— BEGIN Text shown —

As we can see that between week3 and week4, there is drastic change in data behaviour, so instead of plotting one line for all the data, we are going to split the data into two parts based on data behaviour



In [47]:

    
# taking n=3.5
split=int(3.5*7*24)
X1 = X[:split]
X2 = X[split:]
y1 = y[:split]
y2 = y[split:]

Plotting the linear model with these 2 datasets



In [48]:

    
fps1 = sp.polyfit(X1, y1, 1)
fs1 = sp.poly1d(fps1)

fps2 = sp.polyfit(X2, y2, 1)
fs2 = sp.poly1d(fps2)



In [49]:

    
# error in both
print(rssErr(fs1, X1, y1))
print(rssErr(fs2, X2, y2))









    



110806407.09
22143941.1076



In [90]:

    
# plotting the data into 
plt.figure(figsize=(12,9), dpi=120)

# grid style and autoscale properties
plt.grid(True)
plt.autoscale(True)
plt.margins(0.15)

# assigning labels
plt.title("Web traffic data")
plt.xlabel("Week")
plt.ylabel("Hits")

# re-marking ticks
plt.xticks([w*7*24 for w in range(0, 9)], ["week %d" %i for i in range(0, 9)])

# plotting the data
plt.scatter(X, y, color='green')
ls1, = plt.plot(X1, fs1(X1), color='blue', linewidth=3)
plt.plot(X2, fs1(X2), color='blue', linewidth=3, linestyle='--')
ls2, = plt.plot(X2, fs2(X2), color='red', linewidth=3)
plt.plot(X1[split-40:split], fs2(X1[split-40:split]), color='red', linewidth=3, linestyle='--')

# adding legeds
plt.legend([ls1, ls2], ["sub-dataset1 d=%d " %fs1.order, "subdataset2 d=%d" %fs2.order], loc="upper left")

# display plot
plt.show()



In [ ]:



In [ ]:

— END Text shown —

◆ **Problems and tasks**:
**1)** In the web traffic notebook, what title is given to the plot?
**2)** Rewrite the portion of the web traffic notebook starting with "# assigning labels" and going on through "fs1(X1), color='blue', linewidth=3)", changing "green" to "orange".
**3)** Do these statements agree with the web traffic notebook? Answer yes or no for each, quoting the words that decide it. (a) The data is split into two parts because its behavior changes sharply between week3 and week4. (b) The scatter points are drawn in red. (c) The legend is placed in the upper left.

— BEGIN Entries supplied —

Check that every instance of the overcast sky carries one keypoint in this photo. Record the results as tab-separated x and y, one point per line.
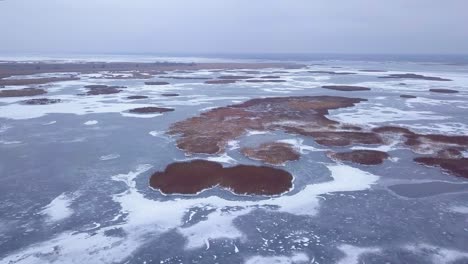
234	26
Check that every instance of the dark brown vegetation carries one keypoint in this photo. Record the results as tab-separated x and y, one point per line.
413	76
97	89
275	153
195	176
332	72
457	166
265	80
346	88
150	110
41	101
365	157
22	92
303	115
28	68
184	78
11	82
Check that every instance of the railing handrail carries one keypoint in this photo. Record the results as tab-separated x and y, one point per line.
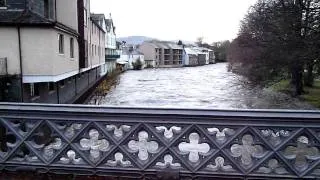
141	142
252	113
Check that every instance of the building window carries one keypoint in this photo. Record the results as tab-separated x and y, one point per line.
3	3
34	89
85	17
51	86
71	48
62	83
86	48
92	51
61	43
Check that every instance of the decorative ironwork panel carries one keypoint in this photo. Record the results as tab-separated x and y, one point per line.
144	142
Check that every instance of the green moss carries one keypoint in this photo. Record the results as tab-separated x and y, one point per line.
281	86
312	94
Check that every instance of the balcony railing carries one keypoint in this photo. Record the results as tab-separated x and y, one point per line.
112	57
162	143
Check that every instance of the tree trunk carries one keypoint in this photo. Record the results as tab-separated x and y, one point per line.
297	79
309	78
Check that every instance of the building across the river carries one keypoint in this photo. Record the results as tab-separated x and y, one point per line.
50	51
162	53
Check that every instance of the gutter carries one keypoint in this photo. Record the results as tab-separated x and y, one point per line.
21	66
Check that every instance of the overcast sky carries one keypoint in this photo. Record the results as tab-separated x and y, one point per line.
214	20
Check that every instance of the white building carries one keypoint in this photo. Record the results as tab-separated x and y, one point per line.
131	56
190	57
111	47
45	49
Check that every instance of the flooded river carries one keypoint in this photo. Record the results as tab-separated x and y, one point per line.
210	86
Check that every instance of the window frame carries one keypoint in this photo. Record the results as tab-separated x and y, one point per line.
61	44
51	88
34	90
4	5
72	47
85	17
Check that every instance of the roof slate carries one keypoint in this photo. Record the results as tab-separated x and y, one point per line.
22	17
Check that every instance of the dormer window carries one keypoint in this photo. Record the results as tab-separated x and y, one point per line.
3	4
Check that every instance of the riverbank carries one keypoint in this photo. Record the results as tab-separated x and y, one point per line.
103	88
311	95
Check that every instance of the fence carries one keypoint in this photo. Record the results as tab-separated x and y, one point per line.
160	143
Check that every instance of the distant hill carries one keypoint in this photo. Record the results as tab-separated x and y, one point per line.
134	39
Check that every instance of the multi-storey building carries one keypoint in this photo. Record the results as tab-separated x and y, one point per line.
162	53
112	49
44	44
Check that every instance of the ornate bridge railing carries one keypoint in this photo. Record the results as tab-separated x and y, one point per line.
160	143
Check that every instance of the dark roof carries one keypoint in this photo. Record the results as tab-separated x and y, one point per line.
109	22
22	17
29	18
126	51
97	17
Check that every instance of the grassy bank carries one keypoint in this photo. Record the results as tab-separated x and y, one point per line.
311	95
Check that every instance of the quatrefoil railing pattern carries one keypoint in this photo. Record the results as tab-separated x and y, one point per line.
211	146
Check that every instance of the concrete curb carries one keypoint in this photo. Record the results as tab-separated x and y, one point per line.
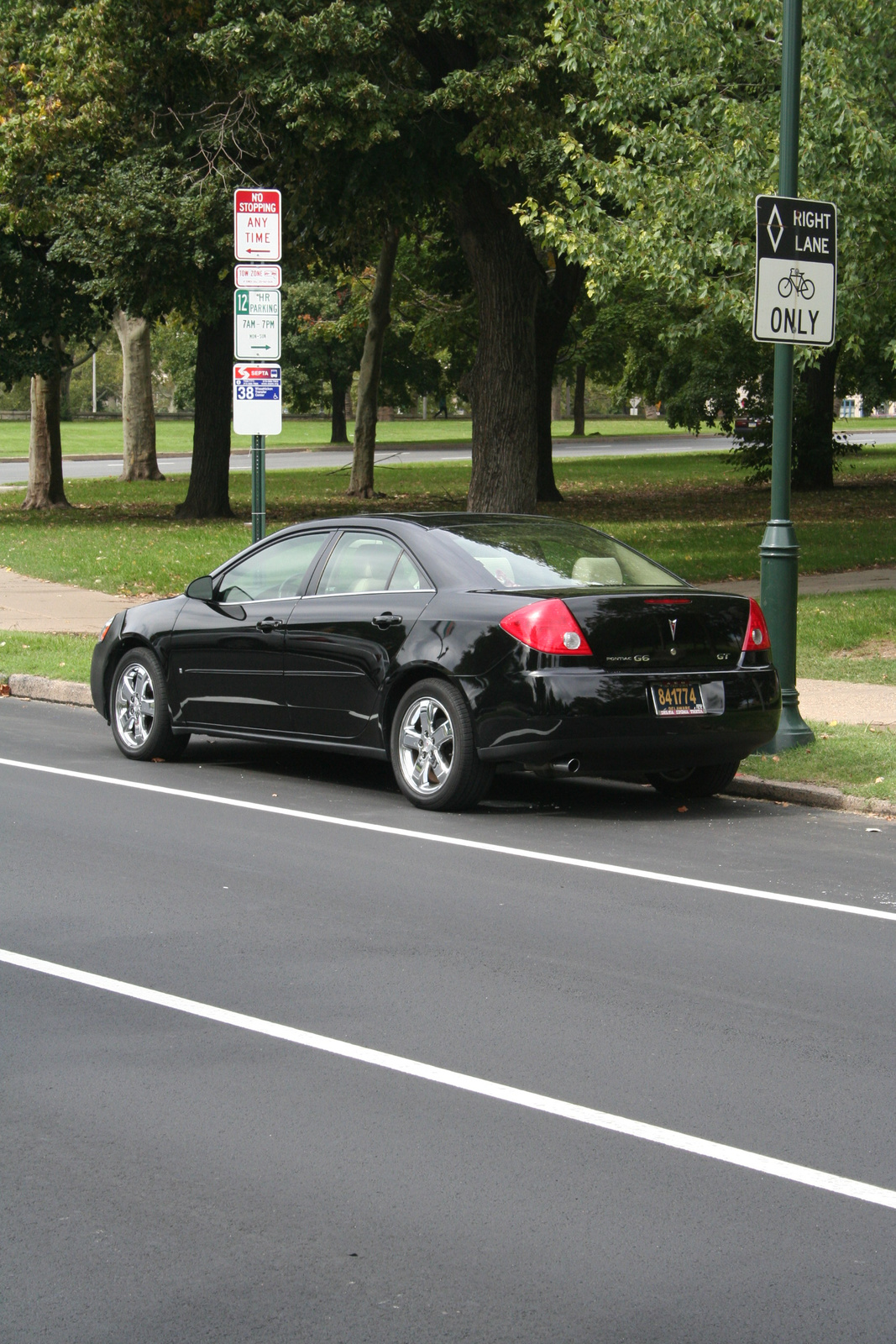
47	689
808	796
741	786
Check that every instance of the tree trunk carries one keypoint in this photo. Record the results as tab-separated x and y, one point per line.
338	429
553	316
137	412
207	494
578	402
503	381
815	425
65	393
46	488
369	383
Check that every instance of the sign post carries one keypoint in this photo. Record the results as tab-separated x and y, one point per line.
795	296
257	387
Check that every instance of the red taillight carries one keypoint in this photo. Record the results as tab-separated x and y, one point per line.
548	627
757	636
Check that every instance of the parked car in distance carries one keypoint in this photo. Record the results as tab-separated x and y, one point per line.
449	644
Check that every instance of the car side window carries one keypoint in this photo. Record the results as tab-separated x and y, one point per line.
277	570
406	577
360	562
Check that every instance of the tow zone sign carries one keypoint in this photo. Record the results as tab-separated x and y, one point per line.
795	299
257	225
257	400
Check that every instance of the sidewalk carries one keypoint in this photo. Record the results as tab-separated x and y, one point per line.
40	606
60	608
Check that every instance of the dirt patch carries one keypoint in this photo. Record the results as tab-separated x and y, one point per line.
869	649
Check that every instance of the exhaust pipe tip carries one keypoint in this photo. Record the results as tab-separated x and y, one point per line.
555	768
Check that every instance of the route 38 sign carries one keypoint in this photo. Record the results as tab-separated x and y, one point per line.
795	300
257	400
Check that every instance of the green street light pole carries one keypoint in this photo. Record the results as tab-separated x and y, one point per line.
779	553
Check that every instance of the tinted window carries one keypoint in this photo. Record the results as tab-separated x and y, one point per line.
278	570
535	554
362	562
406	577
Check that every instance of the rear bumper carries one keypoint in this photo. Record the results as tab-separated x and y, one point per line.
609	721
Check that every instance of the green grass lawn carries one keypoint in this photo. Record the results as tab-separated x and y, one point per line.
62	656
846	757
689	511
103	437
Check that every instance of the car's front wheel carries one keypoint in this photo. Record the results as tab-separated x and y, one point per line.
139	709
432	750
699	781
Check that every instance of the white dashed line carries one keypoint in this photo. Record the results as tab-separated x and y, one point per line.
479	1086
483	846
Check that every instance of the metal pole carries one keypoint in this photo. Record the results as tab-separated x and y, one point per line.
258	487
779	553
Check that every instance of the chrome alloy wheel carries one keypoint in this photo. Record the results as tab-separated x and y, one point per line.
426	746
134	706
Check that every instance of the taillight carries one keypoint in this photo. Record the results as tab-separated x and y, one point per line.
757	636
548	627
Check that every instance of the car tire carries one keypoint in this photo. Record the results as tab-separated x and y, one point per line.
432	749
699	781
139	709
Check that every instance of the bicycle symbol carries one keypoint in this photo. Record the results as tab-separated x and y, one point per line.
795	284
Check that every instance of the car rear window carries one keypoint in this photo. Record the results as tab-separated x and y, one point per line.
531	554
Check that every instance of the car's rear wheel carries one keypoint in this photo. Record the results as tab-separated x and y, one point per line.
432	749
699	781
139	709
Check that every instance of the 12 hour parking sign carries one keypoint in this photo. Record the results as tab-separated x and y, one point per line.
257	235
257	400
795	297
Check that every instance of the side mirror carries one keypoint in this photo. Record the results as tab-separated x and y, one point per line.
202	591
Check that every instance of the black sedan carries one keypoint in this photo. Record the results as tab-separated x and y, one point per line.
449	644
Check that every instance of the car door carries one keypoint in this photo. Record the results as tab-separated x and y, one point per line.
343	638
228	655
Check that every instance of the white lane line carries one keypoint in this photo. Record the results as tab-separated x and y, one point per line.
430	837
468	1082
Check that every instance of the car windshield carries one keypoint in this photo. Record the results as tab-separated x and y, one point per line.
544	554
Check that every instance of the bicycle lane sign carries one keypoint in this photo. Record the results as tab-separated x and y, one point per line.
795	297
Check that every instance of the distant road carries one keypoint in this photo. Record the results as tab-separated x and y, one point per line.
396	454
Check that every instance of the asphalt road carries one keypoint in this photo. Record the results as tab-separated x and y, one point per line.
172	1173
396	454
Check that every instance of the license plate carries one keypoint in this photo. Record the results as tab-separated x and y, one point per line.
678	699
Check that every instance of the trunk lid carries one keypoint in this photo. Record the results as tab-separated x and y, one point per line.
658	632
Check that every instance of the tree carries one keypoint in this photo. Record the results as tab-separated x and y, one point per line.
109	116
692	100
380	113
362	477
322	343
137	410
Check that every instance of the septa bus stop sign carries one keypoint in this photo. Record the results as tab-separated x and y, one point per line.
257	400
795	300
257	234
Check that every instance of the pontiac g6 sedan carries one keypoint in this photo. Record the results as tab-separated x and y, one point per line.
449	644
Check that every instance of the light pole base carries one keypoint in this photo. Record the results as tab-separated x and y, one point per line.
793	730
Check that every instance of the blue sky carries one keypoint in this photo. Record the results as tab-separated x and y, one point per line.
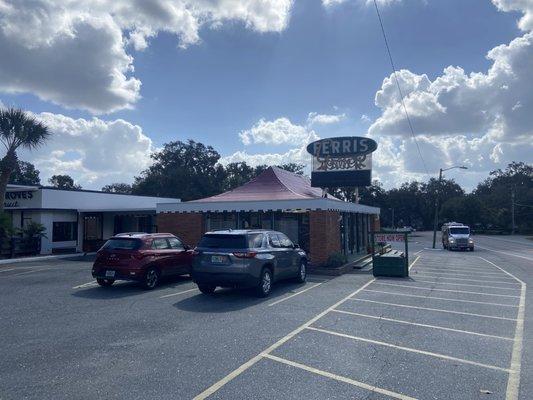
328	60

— END Entries supplied —

◆ **Solutions in order**:
**1)** "Web traffic data"

**2)**
# assigning labels
plt.title("Web traffic data")
plt.xlabel("Week")
plt.ylabel("Hits")

# re-marking ticks
plt.xticks([w*7*24 for w in range(0, 9)], ["week %d" %i for i in range(0, 9)])

# plotting the data
plt.scatter(X, y, color='orange')
ls1, = plt.plot(X1, fs1(X1), color='blue', linewidth=3)

**3)**
(a) Yes: "between week3 and week4, there is drastic change in data behaviour"
(b) No: "plt.scatter(X, y, color='green')"
(c) Yes: "loc="upper left""